Eurocup. Asseco Arka Gdynia znów na tarczy. Porażka, która boli i może dużo kosztować

Materiały prasowe / Andrzej Romański / Energa Basket Liga / Na zdjęciu: koszykarze Arki Gdynia
Materiały prasowe / Andrzej Romański / Energa Basket Liga / Na zdjęciu: koszykarze Arki Gdynia

Asseco Arka Gdynia poniosła piątą porażkę z rzędu na europejskich parkietach. Ta środowa bardzo mocno utrudniła sprawę awansu do następnego etapu.

Asseco Arka potrzebowała zwycięstwa, aby znacząco przybliżyć się do TOP 16 EuroCupu. To, co udało im się we Włoszech, tym razem przerosło drużynę Przemysława Frasunkiewicza. Dolomiti Energia Trento zrewanżowali się Polakom i po zaciętym meczu triumfowali w Gdyni 85:78 w ramach przedostatniego meczu w grupie D. Jedyny pozytyw jest taki, że Arka utrzymała przewagę punktową z pierwszego meczu (91:80), co pozwoliło zachować im cień szans.

Teraz wszystko zależy od grupowych rywali. Arka do awansu będzie potrzebować zwycięstwa nad Galatasarayem Stambuł, a ponadto liczyć na porażki Dolomiti i KK Buducnost Voli Podgorica. To może boleć, bo po trzech zwycięstwach w czterech pierwszych meczach drużyna z Gdyni miała realne szanse, aby zaistnieć w Europie. Jeszcze przed środowym meczem sprawa awansu do TOP 16 była zdecydowanie otwarta. Teraz trudniej o optymizm.

Gospodarze znad morza prowadzili 49:40 do przerwy i wydawało się, że korzystny wynik tego wieczoru jest ich w zasięgu. Jeszcze w czwartej kwarcie było 64:61 po celnym rzucie zza łuku Dariusza Wyki. Wtedy Włosi przystąpili do ofensywy, seria 9-0 dała im prowadzenie 70:64.

Josh Bostic próbował ratować Arkę, Amerykanin trafił zza łuku i zrobiło się wówczas 73:76 dla rywali, ale w następnym posiadaniu pięknym za nadobne odpowiedział świetnie dysponowany Allesandro Gentile i było po wszystkim. Gospodarze walczyli już tylko, aby utrzymać 11 punktów zaliczki z meczu we Włoszech i to się udało. Krzysztof Szubarga dwoma celnymi wolnymi ustalił wynik spotkania na 78:85.

Wspomniany Genitle był niesamowity. 27-latek zaaplikował Arce 37 punktów i to w zaledwie 28 minut. Trafił 13 na 20 oddanych rzutów z pola oraz 8 na 10 wolnych. Goście triumfowali pomimo faktu, iż wykorzystali zaledwie 5 na 19 prób zza łuku. Dla Dolomiti było to drugie zwycięstwo w piątym ostatnim występie.

--- --- ---

• ZADANIE DO WYKONANIA: Przepisz dokładnie fragment artykułu o meczu Asseco Arki Gdynia z Dolomiti Energia Trento. Zacznij od słów „Teraz wszystko zależy” i zakończ na słowach „trudniej o optymizm.”.

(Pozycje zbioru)
--- --- ---

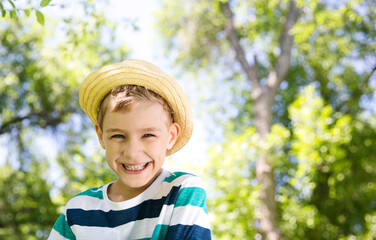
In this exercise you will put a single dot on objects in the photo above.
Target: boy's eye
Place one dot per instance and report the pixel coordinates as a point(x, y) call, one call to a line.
point(117, 136)
point(148, 135)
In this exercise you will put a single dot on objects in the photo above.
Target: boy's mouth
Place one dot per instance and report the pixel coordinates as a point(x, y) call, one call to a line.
point(133, 167)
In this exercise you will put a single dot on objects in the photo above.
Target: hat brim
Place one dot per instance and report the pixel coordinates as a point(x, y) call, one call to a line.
point(99, 84)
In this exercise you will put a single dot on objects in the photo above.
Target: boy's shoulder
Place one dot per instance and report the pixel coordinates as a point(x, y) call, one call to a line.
point(184, 179)
point(93, 195)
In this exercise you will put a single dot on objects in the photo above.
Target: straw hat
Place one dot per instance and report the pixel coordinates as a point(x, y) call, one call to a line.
point(98, 84)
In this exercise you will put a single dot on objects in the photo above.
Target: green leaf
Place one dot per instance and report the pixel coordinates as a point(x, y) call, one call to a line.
point(40, 17)
point(45, 3)
point(27, 12)
point(14, 7)
point(3, 12)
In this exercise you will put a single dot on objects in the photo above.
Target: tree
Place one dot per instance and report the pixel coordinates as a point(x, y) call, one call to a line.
point(39, 80)
point(279, 47)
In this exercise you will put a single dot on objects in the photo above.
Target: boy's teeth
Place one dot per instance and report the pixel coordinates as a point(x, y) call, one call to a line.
point(135, 167)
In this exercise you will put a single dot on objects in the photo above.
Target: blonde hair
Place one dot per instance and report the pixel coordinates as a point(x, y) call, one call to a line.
point(126, 96)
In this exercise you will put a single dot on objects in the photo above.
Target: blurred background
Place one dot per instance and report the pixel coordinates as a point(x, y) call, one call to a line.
point(283, 95)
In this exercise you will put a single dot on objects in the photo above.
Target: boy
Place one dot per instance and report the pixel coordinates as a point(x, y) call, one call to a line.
point(141, 115)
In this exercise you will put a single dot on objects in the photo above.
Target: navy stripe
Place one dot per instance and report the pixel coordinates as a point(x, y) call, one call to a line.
point(98, 218)
point(185, 232)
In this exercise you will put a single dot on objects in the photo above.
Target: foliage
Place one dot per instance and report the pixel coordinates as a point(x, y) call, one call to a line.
point(325, 184)
point(27, 211)
point(320, 146)
point(14, 11)
point(40, 71)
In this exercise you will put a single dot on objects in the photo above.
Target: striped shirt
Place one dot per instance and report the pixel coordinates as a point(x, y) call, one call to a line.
point(173, 207)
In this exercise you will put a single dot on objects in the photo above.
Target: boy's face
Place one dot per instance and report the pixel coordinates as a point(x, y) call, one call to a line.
point(136, 141)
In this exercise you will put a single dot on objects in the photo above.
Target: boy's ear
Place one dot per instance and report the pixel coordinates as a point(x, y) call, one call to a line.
point(100, 135)
point(175, 130)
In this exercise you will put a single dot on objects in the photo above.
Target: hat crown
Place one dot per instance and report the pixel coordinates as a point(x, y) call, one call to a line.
point(99, 84)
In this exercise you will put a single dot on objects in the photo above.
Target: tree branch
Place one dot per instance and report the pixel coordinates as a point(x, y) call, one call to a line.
point(234, 40)
point(283, 63)
point(371, 73)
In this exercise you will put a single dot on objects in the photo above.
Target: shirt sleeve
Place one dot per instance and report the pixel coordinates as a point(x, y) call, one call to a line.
point(61, 230)
point(190, 215)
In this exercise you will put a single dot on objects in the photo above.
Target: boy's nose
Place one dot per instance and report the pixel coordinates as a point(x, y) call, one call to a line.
point(132, 149)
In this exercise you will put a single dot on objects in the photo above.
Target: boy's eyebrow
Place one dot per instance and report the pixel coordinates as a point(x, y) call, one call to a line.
point(114, 130)
point(149, 129)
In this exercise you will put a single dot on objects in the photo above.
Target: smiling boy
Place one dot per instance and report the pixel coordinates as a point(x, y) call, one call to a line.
point(141, 115)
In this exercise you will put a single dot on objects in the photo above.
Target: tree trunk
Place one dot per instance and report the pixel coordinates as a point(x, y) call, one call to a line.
point(263, 98)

--- --- ---

• PEŁNA ODPOWIEDŹ:
Teraz wszystko zależy od grupowych rywali. Arka do awansu będzie potrzebować zwycięstwa nad Galatasarayem Stambuł, a ponadto liczyć na porażki Dolomiti i KK Buducnost Voli Podgorica. To może boleć, bo po trzech zwycięstwach w czterech pierwszych meczach drużyna z Gdyni miała realne szanse, aby zaistnieć w Europie. Jeszcze przed środowym meczem sprawa awansu do TOP 16 była zdecydowanie otwarta. Teraz trudniej o optymizm.